• WORK INSTRUCTION
Once you know how many lines below hold "arched", reply with that number and add nothing.

• DATA EXTRACTS
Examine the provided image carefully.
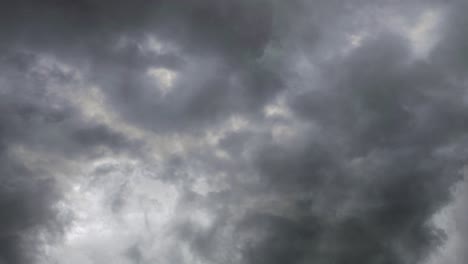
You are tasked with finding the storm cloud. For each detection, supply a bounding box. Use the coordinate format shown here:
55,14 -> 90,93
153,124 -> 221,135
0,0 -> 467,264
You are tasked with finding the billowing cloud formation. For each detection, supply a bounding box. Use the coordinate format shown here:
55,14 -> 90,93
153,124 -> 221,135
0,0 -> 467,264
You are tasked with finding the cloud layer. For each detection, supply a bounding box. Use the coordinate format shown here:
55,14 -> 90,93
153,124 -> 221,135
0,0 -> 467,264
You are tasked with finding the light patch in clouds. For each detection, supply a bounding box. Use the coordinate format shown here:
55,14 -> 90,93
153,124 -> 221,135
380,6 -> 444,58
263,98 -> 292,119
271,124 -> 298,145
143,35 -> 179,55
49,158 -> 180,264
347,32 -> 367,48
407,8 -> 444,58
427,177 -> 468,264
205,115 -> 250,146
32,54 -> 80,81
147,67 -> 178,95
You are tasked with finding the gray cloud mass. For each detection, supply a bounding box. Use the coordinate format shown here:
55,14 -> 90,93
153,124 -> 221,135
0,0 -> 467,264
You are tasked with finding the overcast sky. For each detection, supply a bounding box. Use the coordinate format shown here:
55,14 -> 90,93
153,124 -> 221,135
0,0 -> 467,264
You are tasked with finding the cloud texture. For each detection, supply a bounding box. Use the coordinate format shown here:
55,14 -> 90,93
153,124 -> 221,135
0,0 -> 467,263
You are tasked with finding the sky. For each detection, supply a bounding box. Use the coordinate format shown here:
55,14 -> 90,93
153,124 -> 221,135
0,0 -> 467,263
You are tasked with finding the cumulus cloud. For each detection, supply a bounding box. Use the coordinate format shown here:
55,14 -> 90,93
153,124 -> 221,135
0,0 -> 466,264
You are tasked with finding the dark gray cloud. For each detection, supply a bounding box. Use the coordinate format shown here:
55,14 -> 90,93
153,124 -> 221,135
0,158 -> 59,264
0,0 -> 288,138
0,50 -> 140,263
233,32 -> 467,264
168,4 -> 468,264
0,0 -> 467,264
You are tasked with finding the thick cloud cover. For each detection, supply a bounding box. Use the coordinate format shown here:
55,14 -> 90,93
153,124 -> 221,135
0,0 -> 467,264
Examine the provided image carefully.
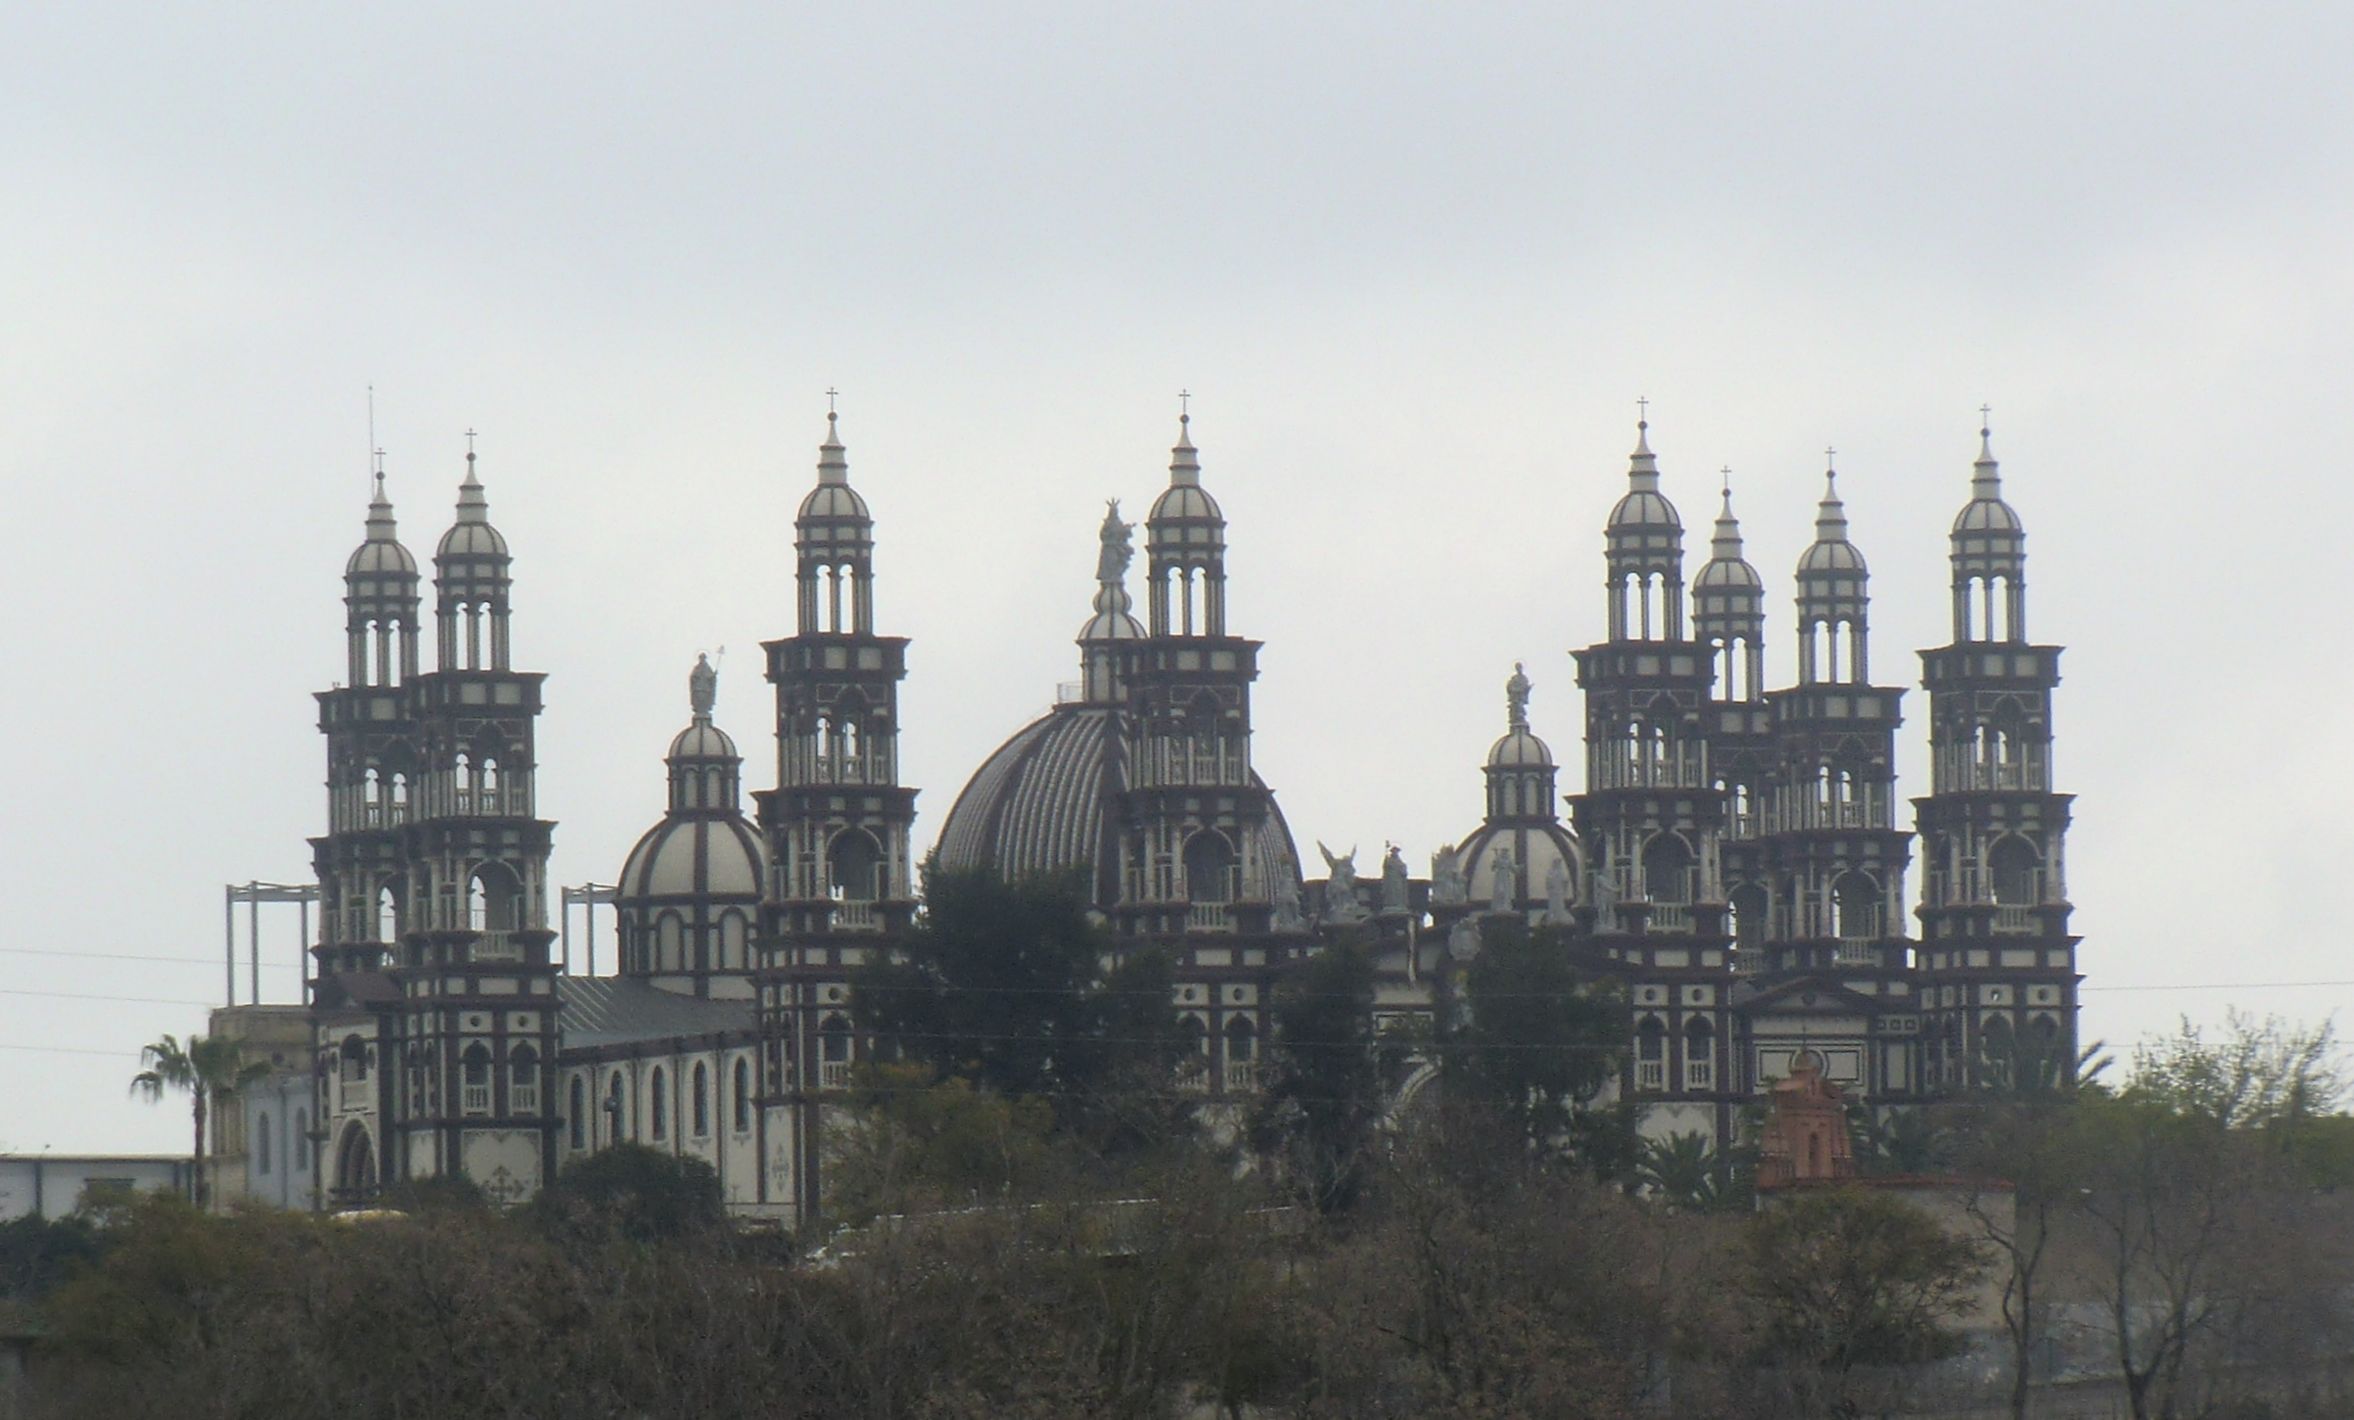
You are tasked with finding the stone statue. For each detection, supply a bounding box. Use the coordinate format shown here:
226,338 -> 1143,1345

--

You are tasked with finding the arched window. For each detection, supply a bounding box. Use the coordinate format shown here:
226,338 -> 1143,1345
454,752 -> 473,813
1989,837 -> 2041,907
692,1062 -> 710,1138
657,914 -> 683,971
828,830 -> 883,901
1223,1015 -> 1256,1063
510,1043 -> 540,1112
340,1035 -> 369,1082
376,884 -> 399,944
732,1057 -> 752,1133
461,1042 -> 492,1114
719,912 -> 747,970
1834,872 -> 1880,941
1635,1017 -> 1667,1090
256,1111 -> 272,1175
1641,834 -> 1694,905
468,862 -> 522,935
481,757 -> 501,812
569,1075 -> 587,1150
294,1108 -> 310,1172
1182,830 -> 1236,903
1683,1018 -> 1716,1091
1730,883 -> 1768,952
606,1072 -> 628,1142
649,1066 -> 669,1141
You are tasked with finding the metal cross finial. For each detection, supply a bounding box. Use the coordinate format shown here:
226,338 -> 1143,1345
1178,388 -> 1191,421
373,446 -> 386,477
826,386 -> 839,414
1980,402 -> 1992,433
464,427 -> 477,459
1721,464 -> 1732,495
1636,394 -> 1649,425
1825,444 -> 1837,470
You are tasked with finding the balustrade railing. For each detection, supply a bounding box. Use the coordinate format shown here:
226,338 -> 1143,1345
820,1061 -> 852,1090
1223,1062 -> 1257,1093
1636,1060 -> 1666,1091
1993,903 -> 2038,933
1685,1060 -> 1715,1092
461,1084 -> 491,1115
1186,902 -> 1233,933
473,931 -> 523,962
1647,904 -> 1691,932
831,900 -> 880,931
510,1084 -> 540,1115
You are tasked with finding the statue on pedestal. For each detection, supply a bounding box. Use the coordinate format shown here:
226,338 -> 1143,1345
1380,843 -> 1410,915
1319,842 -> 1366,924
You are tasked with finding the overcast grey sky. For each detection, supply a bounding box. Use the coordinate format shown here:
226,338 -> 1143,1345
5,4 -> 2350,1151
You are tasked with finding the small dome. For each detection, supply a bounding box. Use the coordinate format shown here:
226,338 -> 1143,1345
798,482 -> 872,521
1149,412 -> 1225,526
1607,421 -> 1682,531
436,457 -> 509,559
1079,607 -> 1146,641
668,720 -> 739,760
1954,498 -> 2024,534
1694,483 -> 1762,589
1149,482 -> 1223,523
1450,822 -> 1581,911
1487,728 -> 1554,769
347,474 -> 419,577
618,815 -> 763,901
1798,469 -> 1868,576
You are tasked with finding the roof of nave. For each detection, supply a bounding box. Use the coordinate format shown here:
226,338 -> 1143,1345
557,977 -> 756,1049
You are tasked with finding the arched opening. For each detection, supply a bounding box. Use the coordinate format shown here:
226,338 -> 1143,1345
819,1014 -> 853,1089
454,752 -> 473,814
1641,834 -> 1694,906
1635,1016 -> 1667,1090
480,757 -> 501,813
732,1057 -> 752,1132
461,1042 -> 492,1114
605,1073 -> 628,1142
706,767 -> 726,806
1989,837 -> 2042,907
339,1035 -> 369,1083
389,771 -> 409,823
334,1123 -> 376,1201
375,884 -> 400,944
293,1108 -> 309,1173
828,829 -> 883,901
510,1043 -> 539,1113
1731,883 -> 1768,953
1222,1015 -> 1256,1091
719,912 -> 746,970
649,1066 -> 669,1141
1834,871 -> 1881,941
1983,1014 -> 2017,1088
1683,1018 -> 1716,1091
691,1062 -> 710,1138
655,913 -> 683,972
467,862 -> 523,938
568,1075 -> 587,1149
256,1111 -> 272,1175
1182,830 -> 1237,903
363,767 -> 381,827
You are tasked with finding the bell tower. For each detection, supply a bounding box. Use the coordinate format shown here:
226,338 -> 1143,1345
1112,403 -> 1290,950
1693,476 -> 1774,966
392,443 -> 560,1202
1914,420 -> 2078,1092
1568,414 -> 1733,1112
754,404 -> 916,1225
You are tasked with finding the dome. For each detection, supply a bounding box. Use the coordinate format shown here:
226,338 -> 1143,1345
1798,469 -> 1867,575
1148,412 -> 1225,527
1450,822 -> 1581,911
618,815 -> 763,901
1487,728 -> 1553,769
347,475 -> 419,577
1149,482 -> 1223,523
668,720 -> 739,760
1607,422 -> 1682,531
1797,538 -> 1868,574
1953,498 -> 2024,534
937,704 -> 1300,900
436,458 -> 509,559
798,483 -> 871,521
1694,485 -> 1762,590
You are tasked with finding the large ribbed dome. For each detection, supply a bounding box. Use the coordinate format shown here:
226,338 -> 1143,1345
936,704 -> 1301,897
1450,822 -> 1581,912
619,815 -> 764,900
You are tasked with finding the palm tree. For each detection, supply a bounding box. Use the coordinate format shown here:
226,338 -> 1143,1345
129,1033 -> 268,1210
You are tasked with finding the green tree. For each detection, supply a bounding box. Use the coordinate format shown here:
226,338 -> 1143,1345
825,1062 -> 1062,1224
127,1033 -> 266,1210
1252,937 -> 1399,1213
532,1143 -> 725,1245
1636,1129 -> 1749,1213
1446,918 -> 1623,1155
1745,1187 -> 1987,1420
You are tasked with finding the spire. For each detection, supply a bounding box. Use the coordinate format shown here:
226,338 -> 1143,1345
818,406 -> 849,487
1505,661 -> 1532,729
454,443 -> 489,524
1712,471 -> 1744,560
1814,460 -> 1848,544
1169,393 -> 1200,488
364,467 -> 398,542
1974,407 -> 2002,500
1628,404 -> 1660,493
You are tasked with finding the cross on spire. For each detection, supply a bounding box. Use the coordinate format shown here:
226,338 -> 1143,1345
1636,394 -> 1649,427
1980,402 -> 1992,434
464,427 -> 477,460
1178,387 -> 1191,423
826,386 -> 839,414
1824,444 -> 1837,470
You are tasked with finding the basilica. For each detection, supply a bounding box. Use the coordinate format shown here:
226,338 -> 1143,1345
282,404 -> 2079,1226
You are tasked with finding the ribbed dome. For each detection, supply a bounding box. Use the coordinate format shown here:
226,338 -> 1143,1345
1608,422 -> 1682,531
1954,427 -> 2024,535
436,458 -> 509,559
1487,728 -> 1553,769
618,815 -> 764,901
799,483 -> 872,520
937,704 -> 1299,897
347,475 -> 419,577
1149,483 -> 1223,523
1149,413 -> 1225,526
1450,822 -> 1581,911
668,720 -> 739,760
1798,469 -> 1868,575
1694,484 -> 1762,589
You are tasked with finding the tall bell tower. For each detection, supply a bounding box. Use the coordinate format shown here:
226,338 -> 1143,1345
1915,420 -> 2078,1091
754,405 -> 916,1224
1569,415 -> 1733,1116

==

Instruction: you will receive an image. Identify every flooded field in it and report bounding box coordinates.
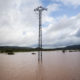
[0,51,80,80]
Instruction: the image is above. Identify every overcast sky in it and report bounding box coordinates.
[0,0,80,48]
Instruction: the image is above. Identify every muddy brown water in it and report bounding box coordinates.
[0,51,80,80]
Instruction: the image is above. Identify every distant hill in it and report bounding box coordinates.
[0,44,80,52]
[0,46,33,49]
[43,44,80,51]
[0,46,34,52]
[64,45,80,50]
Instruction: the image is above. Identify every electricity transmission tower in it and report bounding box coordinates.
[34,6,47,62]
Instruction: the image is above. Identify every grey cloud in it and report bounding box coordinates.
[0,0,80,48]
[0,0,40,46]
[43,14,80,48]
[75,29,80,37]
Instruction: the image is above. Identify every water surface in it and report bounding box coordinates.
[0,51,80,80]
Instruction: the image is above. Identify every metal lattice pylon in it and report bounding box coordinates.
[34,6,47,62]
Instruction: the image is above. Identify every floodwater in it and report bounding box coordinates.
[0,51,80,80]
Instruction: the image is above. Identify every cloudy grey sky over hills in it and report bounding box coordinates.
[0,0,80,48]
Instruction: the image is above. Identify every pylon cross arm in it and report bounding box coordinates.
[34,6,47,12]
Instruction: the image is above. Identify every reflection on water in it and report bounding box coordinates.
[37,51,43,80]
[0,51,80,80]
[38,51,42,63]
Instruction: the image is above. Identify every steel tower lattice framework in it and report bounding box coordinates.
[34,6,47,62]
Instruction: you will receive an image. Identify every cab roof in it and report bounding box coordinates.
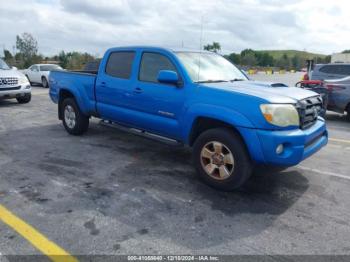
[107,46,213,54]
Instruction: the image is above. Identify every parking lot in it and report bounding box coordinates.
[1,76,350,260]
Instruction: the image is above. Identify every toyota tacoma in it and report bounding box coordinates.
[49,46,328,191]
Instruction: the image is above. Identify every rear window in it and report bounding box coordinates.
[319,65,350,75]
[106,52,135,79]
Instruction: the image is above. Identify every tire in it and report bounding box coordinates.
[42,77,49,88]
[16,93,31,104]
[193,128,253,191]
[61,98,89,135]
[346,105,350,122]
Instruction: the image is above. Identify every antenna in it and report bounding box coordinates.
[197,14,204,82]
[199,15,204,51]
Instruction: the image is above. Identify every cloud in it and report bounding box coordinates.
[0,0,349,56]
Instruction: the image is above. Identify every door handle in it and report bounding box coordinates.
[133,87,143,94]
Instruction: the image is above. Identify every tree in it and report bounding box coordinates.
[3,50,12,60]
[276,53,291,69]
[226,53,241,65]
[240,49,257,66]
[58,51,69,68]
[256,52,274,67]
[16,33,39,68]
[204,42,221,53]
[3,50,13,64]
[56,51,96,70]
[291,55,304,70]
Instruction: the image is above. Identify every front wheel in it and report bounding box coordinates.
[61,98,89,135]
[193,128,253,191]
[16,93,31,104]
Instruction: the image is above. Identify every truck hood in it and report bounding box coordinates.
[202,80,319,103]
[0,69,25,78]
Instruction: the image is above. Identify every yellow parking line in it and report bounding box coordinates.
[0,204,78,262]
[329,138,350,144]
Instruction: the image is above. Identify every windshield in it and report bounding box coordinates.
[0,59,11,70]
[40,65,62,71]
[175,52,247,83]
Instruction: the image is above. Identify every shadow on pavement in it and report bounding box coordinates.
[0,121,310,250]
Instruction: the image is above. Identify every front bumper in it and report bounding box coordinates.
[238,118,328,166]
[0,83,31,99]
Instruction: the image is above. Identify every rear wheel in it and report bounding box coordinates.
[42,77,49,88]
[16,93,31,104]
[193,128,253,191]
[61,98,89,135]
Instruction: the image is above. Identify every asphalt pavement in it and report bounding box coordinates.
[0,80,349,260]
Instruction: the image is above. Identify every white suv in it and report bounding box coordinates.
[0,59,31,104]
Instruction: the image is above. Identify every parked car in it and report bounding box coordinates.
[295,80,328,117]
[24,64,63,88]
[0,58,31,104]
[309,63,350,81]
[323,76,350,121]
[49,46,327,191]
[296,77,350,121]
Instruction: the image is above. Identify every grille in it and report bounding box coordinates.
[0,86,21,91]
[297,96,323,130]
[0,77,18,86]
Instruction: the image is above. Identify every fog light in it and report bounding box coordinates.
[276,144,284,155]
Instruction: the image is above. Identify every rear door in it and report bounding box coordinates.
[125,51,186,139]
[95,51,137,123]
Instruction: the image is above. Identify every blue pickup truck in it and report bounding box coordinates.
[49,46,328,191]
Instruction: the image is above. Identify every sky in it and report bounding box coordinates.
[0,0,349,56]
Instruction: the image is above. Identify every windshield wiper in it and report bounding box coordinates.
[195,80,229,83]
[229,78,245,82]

• ANSWER TO THIS PROBLEM
2